---- Entries provided

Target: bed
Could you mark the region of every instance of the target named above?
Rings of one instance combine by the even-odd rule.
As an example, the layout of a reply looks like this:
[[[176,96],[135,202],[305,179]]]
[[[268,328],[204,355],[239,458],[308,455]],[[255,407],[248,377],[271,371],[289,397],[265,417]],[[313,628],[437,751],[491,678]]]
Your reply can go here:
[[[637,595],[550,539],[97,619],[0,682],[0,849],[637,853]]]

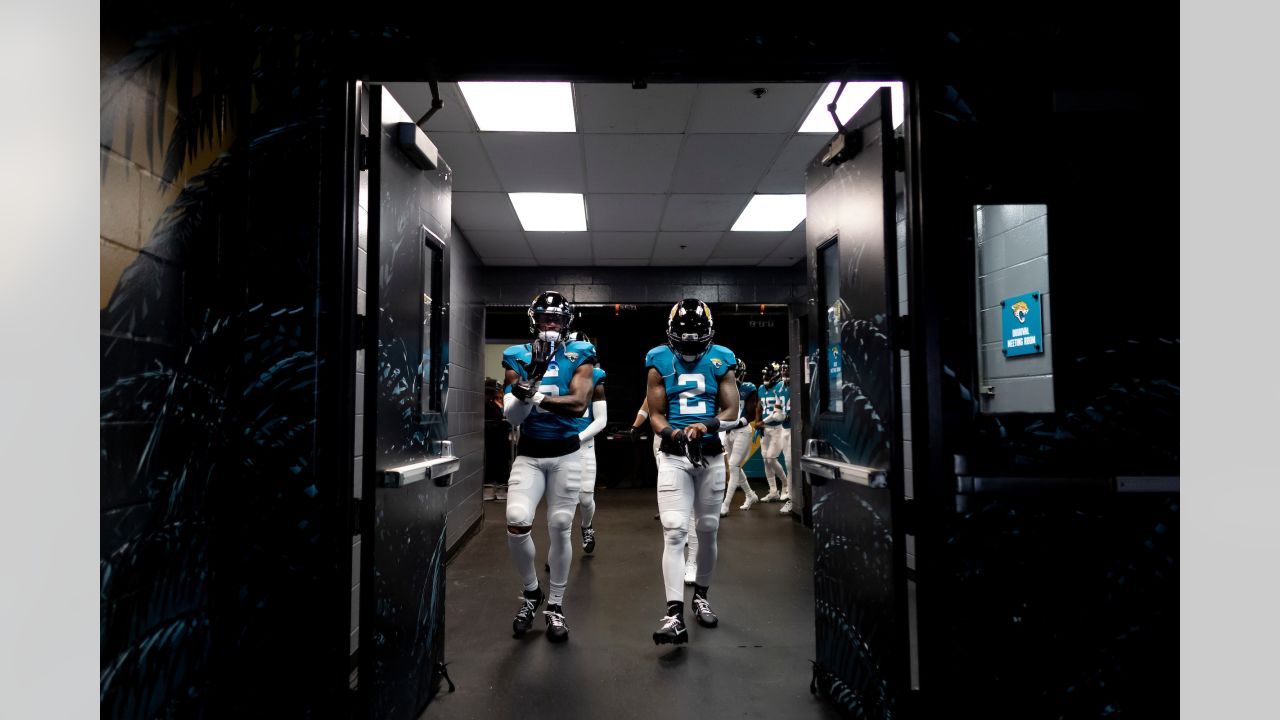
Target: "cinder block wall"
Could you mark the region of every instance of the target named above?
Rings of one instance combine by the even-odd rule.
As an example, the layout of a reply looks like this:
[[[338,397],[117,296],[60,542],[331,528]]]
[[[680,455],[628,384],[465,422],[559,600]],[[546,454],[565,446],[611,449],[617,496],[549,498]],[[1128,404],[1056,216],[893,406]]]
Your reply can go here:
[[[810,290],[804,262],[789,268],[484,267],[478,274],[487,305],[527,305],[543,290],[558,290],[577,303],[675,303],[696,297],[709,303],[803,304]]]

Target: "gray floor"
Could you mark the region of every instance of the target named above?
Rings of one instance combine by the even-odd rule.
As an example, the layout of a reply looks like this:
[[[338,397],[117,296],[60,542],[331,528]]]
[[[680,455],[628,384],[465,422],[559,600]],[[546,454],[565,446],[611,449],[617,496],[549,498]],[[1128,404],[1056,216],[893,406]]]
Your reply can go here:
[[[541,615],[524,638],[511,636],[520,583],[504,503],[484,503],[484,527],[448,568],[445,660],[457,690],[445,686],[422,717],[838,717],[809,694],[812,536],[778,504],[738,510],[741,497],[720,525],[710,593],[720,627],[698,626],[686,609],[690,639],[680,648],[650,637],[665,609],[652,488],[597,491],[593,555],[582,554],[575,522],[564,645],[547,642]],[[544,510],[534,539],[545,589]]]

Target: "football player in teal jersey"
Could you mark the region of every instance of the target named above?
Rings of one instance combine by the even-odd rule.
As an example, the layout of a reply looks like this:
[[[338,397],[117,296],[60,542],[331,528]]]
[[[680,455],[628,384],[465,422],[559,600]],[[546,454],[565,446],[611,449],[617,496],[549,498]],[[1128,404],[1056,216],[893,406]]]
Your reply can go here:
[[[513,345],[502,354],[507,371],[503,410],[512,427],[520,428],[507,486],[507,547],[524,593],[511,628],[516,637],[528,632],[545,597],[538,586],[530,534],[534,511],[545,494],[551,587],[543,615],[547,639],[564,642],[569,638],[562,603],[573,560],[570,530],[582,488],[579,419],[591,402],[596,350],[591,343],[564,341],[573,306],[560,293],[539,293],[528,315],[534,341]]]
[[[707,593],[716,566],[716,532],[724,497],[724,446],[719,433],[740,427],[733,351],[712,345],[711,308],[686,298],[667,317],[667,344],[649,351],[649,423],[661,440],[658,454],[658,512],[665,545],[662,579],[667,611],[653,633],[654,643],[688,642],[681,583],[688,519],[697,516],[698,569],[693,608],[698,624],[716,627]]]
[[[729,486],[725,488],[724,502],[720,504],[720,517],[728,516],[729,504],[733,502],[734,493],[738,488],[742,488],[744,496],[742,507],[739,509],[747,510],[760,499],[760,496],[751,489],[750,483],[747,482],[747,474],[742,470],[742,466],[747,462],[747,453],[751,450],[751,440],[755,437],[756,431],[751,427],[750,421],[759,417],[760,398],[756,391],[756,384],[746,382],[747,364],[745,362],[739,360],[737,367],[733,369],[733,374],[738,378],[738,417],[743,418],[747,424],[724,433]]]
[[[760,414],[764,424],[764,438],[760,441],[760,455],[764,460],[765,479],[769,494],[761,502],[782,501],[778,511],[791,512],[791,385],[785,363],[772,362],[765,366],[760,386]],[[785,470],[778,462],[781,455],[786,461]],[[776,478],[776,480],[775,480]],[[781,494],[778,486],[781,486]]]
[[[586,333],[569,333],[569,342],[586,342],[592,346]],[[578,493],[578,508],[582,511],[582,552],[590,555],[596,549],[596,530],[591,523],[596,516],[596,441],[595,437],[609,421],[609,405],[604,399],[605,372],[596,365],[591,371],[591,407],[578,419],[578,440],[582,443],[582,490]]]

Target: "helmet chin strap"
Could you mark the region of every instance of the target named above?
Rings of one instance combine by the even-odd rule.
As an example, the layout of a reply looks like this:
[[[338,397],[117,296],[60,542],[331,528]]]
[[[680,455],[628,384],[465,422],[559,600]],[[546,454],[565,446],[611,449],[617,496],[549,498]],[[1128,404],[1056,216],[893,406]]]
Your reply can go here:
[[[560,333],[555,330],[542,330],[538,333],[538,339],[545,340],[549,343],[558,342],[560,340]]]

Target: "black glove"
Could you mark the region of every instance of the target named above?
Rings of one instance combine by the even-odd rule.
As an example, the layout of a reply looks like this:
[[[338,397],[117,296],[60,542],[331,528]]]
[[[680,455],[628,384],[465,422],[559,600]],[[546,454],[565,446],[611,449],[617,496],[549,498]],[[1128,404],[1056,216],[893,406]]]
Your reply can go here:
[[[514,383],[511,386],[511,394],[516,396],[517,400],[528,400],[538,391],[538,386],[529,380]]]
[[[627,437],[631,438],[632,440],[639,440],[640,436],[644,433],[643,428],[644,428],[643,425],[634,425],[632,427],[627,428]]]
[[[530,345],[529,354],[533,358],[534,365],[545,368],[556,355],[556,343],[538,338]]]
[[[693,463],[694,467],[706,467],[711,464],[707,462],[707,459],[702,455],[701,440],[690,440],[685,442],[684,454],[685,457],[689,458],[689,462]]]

--------
---- Entries provided

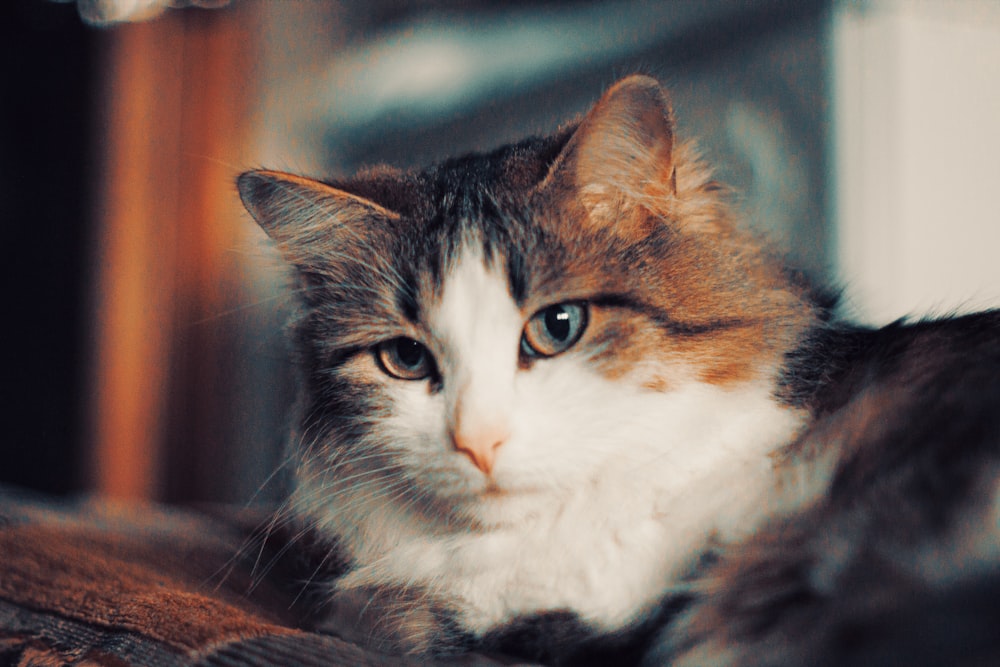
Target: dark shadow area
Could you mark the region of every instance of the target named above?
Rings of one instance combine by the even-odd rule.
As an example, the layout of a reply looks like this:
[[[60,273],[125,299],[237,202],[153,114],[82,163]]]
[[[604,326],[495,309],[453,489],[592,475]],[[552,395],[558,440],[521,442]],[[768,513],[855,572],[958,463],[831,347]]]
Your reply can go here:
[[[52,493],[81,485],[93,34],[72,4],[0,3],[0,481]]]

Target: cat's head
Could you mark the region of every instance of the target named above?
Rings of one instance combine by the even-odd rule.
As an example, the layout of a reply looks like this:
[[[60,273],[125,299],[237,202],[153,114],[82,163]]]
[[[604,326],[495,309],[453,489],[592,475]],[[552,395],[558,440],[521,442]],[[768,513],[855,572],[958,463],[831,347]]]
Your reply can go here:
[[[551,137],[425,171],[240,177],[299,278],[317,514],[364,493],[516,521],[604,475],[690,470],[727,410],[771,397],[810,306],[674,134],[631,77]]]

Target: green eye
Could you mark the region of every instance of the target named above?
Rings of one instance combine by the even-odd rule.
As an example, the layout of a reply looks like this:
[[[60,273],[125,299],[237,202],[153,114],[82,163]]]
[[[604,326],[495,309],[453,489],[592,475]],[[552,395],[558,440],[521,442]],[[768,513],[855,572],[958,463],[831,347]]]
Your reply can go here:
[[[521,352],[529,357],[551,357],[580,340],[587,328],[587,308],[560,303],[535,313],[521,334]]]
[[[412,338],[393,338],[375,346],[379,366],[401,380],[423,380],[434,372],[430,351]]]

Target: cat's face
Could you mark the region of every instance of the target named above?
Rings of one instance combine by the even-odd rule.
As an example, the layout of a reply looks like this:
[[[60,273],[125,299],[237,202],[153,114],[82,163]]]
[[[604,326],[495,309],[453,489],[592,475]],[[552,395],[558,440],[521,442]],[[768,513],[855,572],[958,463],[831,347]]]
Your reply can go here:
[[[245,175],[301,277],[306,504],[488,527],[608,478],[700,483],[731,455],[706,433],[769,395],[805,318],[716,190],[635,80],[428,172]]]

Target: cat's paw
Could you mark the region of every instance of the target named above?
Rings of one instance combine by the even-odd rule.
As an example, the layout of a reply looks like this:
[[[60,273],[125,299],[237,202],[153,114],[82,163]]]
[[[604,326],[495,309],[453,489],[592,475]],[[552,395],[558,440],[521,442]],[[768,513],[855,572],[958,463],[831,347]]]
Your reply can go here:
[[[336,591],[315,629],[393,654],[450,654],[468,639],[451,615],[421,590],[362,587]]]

--------

Task prompt |
Every line from the line containing "Target: bed" through the line containing "[[[176,96],[135,202],[305,179]]]" in the records above must be retyped exactly. Leave out the rest.

Answer box |
Target: bed
Could you mark the region of every instance of the target named above?
Rings of one instance combine by the even-odd rule.
As an example, the layout of a reply looks like this:
[[[176,96],[135,202],[305,179]]]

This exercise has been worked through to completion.